→ EXERCISE GOAL
Before anything else, copy every record below exactly as it stands.

Content starts

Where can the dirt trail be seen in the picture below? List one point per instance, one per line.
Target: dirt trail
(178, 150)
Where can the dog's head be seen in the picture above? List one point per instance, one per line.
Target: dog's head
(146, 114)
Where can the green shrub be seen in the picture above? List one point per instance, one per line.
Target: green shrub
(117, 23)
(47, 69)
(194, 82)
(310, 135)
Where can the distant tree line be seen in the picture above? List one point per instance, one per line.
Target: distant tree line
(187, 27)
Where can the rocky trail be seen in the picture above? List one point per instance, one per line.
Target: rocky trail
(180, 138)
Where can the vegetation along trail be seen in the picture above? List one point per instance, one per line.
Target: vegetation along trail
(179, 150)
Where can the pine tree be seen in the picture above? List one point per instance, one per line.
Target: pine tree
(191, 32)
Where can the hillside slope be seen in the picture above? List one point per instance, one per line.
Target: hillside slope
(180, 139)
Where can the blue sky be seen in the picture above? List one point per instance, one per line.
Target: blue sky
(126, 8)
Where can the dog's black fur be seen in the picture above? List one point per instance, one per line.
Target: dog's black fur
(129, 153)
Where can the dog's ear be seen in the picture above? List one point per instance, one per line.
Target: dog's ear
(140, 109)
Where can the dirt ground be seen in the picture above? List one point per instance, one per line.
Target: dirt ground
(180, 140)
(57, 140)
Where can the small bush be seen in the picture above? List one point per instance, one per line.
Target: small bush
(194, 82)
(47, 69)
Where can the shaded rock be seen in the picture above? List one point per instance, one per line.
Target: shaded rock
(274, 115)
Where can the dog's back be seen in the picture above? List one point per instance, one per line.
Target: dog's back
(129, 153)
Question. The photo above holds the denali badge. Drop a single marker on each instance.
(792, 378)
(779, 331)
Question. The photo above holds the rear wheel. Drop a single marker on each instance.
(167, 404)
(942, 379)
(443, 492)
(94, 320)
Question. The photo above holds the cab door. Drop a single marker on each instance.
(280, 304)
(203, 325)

Content ends

→ RESULT
Where can the dirt trail be seen in the picture below? List one point per instance, one per line.
Target: dirt trail
(178, 150)
Where can the dog's head be seen in the picture above? List one point per instance, one per line.
Target: dog's head
(146, 114)
Where can the green shrub be seen in the picture above? List one point per instance, one per line.
Target: green shrub
(117, 23)
(47, 69)
(194, 82)
(310, 135)
Where can the distant tree line be seen in the picture above? List one point per instance, one per line.
Target: distant tree line
(187, 27)
Where can the rocky trail be seen in the picture above? List one point per instance, one per line.
Target: rocky trail
(180, 138)
Where can the vegetation along trail be seen in the picture above? List one point per instance, one per line.
Target: vegetation along trail
(179, 150)
Where can the pine tree be seen in the picture above? List one point per instance, one per line.
Target: pine tree
(191, 32)
Where can the hillside slope be seen in the picture above? List one point per instance, one per line.
Target: hillside slope
(180, 139)
Where can the blue sky be seen in the picture above? List one point per instance, one per line.
Target: blue sky
(126, 8)
Where can the dog's black fur be seen in the picture above? List one point per instance, one per line.
Target: dog's black fur
(129, 153)
Where can the dog's ear be seen in the picture above? List one point per instance, one per line.
Target: dog's ear
(140, 109)
Where can the dirt ground be seen in the picture above? List one point per instance, one per line.
Target: dirt ground
(180, 140)
(57, 140)
Where can the small bush be seen in the picture above? List one point per instance, one per line.
Target: small bush
(194, 82)
(47, 69)
Where can the shaded rock be seen in the picture above? List one point per instance, one per line.
Target: shaded rock
(274, 115)
Where can the dog's back be seen in the picture above? List one point per instance, one per line.
Target: dog's back
(129, 153)
Question. The photo above holds the denali badge. Drop a single marker on each instance.
(792, 378)
(779, 331)
Question. The photo above holds the rear wheel. Drop a single marker on each instance.
(167, 404)
(942, 379)
(443, 492)
(94, 320)
Question. The photo above holds the cab door. Drop a single marker on each instance.
(280, 304)
(203, 325)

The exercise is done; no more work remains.